Could you give these rows again with "purple" renamed to "violet" everywhere and nothing else changed? Leave the pictures out of your answer.
• • • •
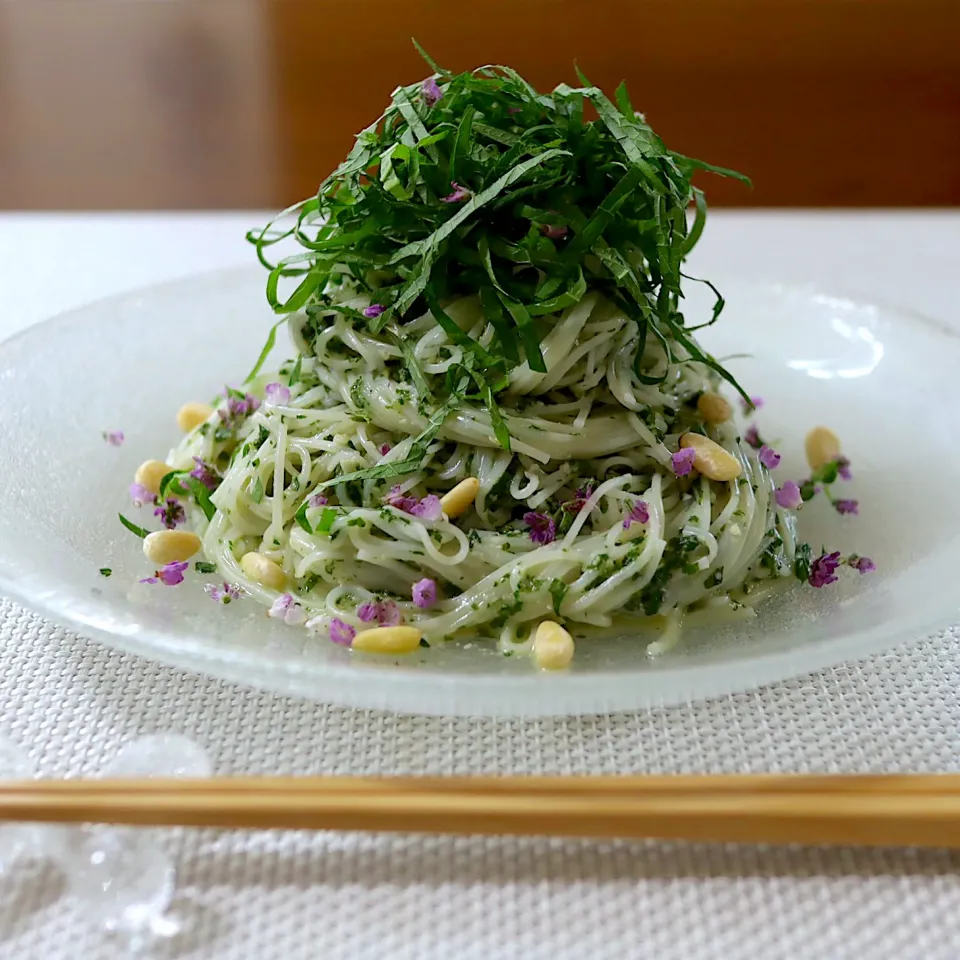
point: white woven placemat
(249, 896)
(301, 896)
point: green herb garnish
(497, 191)
(558, 590)
(141, 532)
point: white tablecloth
(299, 896)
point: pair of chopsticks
(862, 810)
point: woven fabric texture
(270, 896)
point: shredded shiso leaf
(476, 184)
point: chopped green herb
(558, 590)
(132, 527)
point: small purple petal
(172, 573)
(683, 461)
(140, 495)
(224, 594)
(429, 508)
(458, 196)
(431, 92)
(277, 394)
(542, 528)
(788, 496)
(639, 513)
(367, 612)
(287, 609)
(425, 593)
(823, 569)
(769, 457)
(342, 633)
(400, 501)
(752, 437)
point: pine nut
(822, 446)
(552, 646)
(458, 500)
(392, 640)
(150, 473)
(712, 460)
(170, 546)
(191, 415)
(713, 408)
(262, 569)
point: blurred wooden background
(248, 103)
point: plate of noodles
(474, 438)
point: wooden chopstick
(881, 810)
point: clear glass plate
(883, 379)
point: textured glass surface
(881, 378)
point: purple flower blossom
(400, 501)
(140, 495)
(458, 196)
(237, 408)
(683, 461)
(639, 513)
(579, 501)
(205, 474)
(788, 496)
(428, 508)
(342, 633)
(542, 529)
(823, 569)
(752, 437)
(170, 575)
(224, 594)
(425, 593)
(277, 394)
(769, 457)
(287, 609)
(430, 91)
(385, 612)
(171, 514)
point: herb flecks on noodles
(490, 288)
• • • •
§ **Solution below**
point: white woven placemat
(249, 896)
(301, 896)
point: green herb garnish
(497, 191)
(558, 590)
(141, 532)
point: white tablecloth
(299, 896)
point: pair of chopsticks
(862, 810)
point: woven fabric texture
(270, 896)
point: shredded shiso leaf
(476, 184)
point: chopped green herb
(558, 590)
(132, 527)
point: small violet petal
(172, 573)
(683, 461)
(140, 495)
(224, 594)
(429, 508)
(458, 196)
(431, 92)
(277, 394)
(542, 528)
(788, 496)
(639, 513)
(367, 612)
(287, 609)
(425, 593)
(823, 569)
(769, 457)
(342, 633)
(400, 501)
(752, 437)
point: pine nut
(822, 446)
(552, 646)
(458, 500)
(392, 640)
(150, 473)
(712, 460)
(170, 546)
(191, 415)
(713, 408)
(262, 569)
point: blurred wooden background
(248, 103)
point: plate of noodles
(474, 438)
point: wooden chopstick
(881, 810)
point: clear glass plate
(883, 379)
point: textured glass surface
(881, 378)
point: violet flower blossom
(400, 501)
(140, 495)
(458, 196)
(237, 408)
(683, 461)
(639, 513)
(579, 501)
(205, 474)
(788, 496)
(428, 508)
(342, 633)
(542, 529)
(823, 569)
(752, 437)
(170, 575)
(224, 594)
(425, 593)
(277, 394)
(769, 457)
(287, 609)
(430, 91)
(385, 612)
(171, 514)
point: herb flecks on noodles
(490, 288)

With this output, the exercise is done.